◆ Text passage ◆
First off I just want to say thank you for reaching out here, we appreciate it and don’t take it for granted.

I want you to know you are not alone in this struggle, I know of many others who struggle with this and have struggled with it a little myself. I am glad that you found this video, and heard this song. I am hoping it can be an asset for you at this time, something to help you in tough times.

3 years sober from dating sites is a huge step! Hats off to you my friend! This is a big accomplishment, and I am proud of you. I know at times it can be difficult to see the positive in the struggles, but I hope you see this is a great step.

I want you to know that if you do relapse, it is not a failure. I struggle with self harm, and something I was told by a friend that has helped me along the way is to not see relapse as failure. In that time of being clean or sober, you did so good, that is something to not be forgotten. You have lived, learned, and experienced things that will build you stronger in life.

Whenever I get the urge to do something I am trying to refrain from I try to remind myself of how it will make me feel in the end- after the fact I usually feel terrible and not happy, usually upset.

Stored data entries
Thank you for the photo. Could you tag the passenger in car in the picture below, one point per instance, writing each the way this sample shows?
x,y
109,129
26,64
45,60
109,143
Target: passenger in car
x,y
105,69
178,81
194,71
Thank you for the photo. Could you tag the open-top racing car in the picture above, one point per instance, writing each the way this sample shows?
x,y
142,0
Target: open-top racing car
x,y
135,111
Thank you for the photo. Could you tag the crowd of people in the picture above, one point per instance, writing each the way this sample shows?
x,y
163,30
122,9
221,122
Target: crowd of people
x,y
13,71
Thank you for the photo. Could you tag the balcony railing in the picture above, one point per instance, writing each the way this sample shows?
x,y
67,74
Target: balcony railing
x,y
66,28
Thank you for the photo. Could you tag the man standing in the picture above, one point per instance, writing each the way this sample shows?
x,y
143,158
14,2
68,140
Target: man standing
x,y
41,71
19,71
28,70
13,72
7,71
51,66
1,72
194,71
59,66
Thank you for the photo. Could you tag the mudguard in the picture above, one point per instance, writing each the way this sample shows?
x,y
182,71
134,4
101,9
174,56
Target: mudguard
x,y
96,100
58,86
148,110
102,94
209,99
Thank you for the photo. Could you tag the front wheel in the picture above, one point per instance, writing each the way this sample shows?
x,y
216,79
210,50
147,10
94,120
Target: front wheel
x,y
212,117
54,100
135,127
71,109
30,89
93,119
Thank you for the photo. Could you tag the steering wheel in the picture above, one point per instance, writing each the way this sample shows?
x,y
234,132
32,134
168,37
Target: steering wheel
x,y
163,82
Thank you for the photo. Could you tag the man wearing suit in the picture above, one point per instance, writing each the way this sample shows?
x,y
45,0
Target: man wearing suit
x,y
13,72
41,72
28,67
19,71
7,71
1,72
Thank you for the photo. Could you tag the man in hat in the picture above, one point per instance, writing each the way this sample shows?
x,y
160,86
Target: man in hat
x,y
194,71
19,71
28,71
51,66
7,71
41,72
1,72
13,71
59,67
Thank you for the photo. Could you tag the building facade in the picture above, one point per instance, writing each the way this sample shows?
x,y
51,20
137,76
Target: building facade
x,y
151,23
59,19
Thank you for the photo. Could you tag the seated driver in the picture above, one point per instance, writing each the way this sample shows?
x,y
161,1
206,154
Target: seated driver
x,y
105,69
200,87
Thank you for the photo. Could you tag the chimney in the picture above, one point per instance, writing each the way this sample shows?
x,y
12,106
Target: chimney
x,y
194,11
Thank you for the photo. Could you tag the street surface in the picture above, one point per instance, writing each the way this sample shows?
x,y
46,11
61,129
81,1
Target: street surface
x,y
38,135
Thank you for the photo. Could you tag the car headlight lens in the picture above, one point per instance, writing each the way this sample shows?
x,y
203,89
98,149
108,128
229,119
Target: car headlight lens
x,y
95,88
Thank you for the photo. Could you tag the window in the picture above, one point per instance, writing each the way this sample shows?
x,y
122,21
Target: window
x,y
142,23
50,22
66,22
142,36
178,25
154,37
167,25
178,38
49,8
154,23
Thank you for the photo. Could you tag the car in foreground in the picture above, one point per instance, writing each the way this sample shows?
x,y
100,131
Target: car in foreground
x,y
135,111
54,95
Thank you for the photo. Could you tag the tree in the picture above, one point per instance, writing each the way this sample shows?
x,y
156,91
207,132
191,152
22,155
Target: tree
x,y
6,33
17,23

...

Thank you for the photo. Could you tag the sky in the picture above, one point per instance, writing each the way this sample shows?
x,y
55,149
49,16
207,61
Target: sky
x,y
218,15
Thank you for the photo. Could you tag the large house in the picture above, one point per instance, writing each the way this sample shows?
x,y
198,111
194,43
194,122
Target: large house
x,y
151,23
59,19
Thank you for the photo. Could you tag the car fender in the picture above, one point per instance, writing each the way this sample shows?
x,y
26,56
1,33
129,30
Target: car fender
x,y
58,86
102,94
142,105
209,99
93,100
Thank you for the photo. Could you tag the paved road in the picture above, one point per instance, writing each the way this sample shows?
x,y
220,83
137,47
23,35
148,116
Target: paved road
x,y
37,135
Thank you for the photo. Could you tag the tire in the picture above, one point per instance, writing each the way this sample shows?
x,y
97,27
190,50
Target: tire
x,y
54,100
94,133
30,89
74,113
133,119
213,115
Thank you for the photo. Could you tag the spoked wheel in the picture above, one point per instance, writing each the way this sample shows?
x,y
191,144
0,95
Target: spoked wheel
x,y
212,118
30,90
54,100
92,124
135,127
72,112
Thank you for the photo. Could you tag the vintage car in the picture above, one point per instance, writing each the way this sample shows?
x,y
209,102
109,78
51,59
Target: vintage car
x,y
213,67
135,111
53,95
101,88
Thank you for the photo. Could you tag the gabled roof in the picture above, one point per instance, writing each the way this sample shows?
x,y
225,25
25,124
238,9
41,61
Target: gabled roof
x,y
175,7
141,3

--

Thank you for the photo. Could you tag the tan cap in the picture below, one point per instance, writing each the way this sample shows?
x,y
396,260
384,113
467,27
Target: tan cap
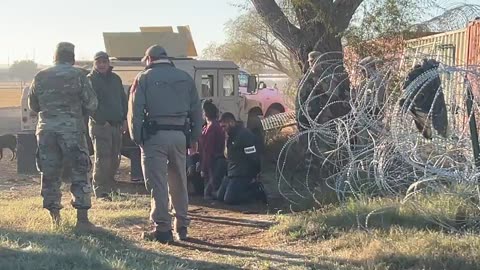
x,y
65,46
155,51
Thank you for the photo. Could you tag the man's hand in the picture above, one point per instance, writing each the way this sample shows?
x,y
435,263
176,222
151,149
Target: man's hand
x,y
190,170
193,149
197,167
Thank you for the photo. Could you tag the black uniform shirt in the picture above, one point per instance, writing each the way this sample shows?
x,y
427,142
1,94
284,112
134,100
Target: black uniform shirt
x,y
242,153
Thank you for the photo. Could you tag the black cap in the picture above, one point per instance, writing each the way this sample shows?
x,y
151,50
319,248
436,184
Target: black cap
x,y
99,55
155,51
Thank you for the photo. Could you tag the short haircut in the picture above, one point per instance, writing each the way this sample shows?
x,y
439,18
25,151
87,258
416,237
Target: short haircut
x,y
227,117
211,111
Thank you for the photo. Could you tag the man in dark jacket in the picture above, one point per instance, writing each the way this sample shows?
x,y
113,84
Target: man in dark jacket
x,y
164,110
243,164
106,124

◆ Required action 1 ◆
Write out the stretch of the encouraging message about staying off dating sites from "3 years sober" through "a great step.", word for word.
◆ Required action 2 ◆
Using the encouraging message about staying off dating sites, decide whether each statement agrees with it. Answer yes or no for each, and quote the words that settle it.
(a) The writer says a relapse is not a failure.
(b) The person being addressed has been 3 years sober from alcohol.
(c) The writer says they have never struggled with this themselves.
◆ Required action 3 ◆
Write what comes next in the encouraging message about staying off dating sites, picking up after its last sentence.

◆ Answer box 1 ◆
3 years sober from dating sites is a huge step! Hats off to you my friend! This is a big accomplishment, and I am proud of you. I know at times it can be difficult to see the positive in the struggles, but I hope you see this is a great step.

◆ Answer box 2 ◆
(a) Yes: "if you do relapse, it is not a failure."
(b) No: "3 years sober from dating sites is a huge step!"
(c) No: "have struggled with it a little myself."

◆ Answer box 3 ◆
Something I have talked about with my therapist is waiting out the thoughts, or emotions. So lets say I am having a terrible day at work and really want to SH, I wait it out. It’s not always easy, but it is possible. Usually this feeling I have of wanting to SH only lasts for a certain amount of time, and if I wait it out than I am more likely to not SH or relapse. When there is an urge to relapse for some time I would reach out to friends for support, to talk to, or I would watch silly videos I saved. I am hoping this can be of some assistance to you, maybe in some way.

The struggle you are dealing with is understood by many, and deserves to be understood. I know how hard it can be to go back to it, it’s like you get used to using it as a way to cope- even though you know it is not healthy, it is so easy to go back top it because it’s what you know works.

I believe in you, you got this. Take it slow, and wait it out. Remember that is relapse does occur it is not the end- it is not a failure. You have come so far, and that is something to remember and celebrate. You deserve to be understood, accepted, and heard. I hope that you do not feel alone in this journey. Please know we are here to listen and be a shoulder to lean on.

Take it easy my friend, you got this!